The expected output is the set of lines below beginning at the one that contains "Query: cow's eye" and ending at the final line, reproduced exactly.

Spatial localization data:
-- Opening Marker --

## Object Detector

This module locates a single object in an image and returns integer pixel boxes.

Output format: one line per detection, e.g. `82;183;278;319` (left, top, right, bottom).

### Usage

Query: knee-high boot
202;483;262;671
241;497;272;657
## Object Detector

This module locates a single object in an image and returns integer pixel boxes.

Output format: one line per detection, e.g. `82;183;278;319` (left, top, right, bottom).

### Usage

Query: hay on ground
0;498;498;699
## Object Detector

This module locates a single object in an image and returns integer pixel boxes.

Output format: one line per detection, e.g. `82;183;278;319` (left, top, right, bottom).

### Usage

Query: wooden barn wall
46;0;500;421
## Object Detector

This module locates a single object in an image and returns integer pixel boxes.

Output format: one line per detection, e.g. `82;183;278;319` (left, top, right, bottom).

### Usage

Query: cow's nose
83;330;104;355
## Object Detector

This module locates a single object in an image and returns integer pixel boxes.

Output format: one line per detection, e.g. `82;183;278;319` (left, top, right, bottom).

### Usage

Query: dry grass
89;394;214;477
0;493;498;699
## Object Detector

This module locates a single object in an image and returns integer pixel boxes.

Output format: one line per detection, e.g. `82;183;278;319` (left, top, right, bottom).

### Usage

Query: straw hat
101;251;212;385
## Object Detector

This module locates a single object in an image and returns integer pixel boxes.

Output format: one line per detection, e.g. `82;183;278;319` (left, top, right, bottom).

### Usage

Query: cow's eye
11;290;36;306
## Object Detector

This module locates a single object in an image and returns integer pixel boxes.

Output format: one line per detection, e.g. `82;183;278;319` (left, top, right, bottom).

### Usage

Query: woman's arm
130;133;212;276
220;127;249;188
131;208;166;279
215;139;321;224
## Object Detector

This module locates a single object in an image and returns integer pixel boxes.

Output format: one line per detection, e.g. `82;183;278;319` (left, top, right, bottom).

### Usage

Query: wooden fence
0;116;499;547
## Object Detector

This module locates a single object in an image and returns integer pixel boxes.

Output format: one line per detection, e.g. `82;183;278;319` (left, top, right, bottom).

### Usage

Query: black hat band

-- Closing Marker --

| Solution below |
Query: cow's eye
11;290;36;306
## Object Detector

This module locates a single object in an image and returns integer pixel boxes.

Output format: one line per detection, e.g. `82;183;278;319` (left, top, right, bottom).

### Usage

Query: woman's arm
130;133;212;276
220;127;249;188
131;208;166;279
215;139;321;224
## Object Detector

This module locates a single object in an image and returns integer pixel boxes.

Output format: one line per detection, e.g. `82;183;278;319` (left, top, right, bottom).

### Usage

Query: wooden fence
0;116;499;547
## Object Detector

This module locates a single object in an image and returns integer pixel boxes.

Output format: one line per detection, e.g. `82;183;278;319` (left, top, right, bottom).

### Usage

Query: black hat band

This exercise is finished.